Stated exercise » Write out every item below word for word, and leave the picture out.

— START Task material —

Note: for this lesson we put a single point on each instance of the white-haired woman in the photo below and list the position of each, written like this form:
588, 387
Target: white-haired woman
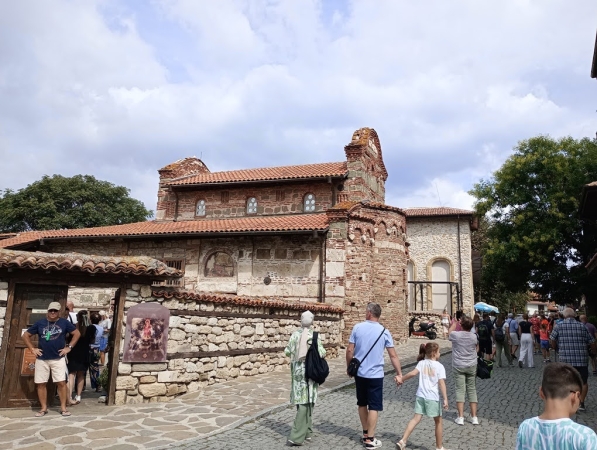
303, 392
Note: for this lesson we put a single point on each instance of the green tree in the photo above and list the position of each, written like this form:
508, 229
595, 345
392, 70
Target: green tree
534, 238
59, 202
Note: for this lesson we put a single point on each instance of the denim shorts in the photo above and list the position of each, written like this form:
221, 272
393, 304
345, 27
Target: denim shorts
370, 392
429, 408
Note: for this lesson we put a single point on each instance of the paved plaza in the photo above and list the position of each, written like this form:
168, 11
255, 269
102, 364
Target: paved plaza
155, 425
504, 401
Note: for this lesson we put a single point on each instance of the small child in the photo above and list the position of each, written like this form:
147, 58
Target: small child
544, 337
560, 392
431, 375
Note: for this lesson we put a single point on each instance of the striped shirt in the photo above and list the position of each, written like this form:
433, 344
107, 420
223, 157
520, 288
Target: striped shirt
573, 339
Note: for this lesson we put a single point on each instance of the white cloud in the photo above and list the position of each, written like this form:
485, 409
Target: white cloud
118, 89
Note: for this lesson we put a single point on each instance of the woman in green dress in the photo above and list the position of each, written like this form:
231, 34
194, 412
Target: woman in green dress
303, 393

— END Task material —

Solution to this task »
Note: for this lesson we put a single point on each instance of the white-haired woman in the photo below and list the position of each, written like this form:
588, 387
Target: white-haired woman
303, 392
Note: for this lesson we put a single point on each instance of the green tree in the photo above and list the position of each, written like this form:
508, 229
595, 345
392, 70
Target: green tree
534, 238
59, 202
Note: for this lesson we put a single point on each instance of the denim shorts in the photo above and list the position of each, written like this form:
221, 272
393, 304
345, 27
Target: denim shorts
370, 392
429, 408
Note: for this lesson we put a single point on each instance of the paved plaza in the photo above and list the position of each, written like this form:
168, 11
255, 269
102, 364
Target: paved plaza
155, 425
504, 401
Note: for this lesson we put a single point on each instance of the small child in the photo above and list the position of each, written like this form:
147, 58
Target: small child
544, 337
560, 392
431, 375
Note: for this lesson we put a single point on each instance of the striped shirt in the photo above and list the position of each, written like this form:
433, 344
107, 420
223, 157
520, 288
Target: striped shirt
573, 339
Note: for this lesson we put a single point on each instance of the white cloud in the photo above and list the position of each, written like this form:
485, 409
Target: white cloud
118, 89
Note: for this lesson we put a single point on each instance of the woman in green dress in the photo above and list the position of each, written like this form:
231, 34
194, 412
Target: woman in green dress
303, 393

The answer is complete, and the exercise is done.